Request = The entries below should be output exactly as written.

-- start Data --

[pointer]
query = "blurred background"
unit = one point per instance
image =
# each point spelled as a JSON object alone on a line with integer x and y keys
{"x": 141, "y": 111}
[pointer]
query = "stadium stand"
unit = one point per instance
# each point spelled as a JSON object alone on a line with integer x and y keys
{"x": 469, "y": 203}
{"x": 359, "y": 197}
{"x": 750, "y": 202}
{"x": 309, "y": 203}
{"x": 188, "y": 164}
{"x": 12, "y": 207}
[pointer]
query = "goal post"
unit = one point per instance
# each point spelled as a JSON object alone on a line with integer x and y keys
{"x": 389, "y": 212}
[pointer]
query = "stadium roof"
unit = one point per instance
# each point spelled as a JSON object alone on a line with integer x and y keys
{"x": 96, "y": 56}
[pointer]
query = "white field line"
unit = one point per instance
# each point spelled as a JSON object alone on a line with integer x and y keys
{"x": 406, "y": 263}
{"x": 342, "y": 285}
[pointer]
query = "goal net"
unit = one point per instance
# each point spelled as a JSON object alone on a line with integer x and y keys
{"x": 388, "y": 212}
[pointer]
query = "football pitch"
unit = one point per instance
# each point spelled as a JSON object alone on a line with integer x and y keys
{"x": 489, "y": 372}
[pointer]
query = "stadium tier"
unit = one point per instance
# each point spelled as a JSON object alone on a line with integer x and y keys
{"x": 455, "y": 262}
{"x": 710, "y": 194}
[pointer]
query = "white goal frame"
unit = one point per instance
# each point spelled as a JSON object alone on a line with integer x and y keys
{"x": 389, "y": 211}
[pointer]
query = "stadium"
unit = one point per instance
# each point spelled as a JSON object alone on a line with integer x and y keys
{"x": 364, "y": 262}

-- end Data --

Exercise output =
[pointer]
query = "blurred background"
unit = one point per instance
image =
# each point spelled as a JSON object alone on a line with integer x and y keys
{"x": 141, "y": 111}
[pointer]
query = "stadium stand"
unit = one point per instance
# each point spelled as a JSON object alone on a line with integer x and y keys
{"x": 469, "y": 203}
{"x": 359, "y": 197}
{"x": 750, "y": 202}
{"x": 309, "y": 203}
{"x": 188, "y": 164}
{"x": 12, "y": 207}
[pointer]
query = "goal post"
unit = one point per instance
# each point spelled as a JSON object alone on a line with integer x and y keys
{"x": 389, "y": 212}
[pointer]
query = "stadium roof"
unit = one point per instance
# each point spelled as a JSON object alone on a line with integer x and y keys
{"x": 96, "y": 56}
[pointer]
query = "white field line"
unit = one point per instance
# each point spelled as a JSON object alone on a line with integer x and y keys
{"x": 406, "y": 263}
{"x": 342, "y": 285}
[pointer]
query = "goal net"
unit = one point per instance
# each point spelled as a JSON object alone on a line with integer x and y keys
{"x": 388, "y": 212}
[pointer]
query = "football pitch"
unit = one point per instance
# each point spelled as a JSON object alone on a line with integer x and y keys
{"x": 489, "y": 372}
[pointer]
query = "stadium tier"
unit = one point per instance
# each point spelled as a JSON object alone on a line with integer x and y keys
{"x": 455, "y": 262}
{"x": 710, "y": 194}
[pointer]
query = "white goal frame"
unit = one point per instance
# each point spelled as a JSON object alone on a line with integer x and y keys
{"x": 389, "y": 211}
[pointer]
query = "stadium"
unit = one point per instance
# each point spelled as a JSON object alone on a line with integer x and y keys
{"x": 364, "y": 262}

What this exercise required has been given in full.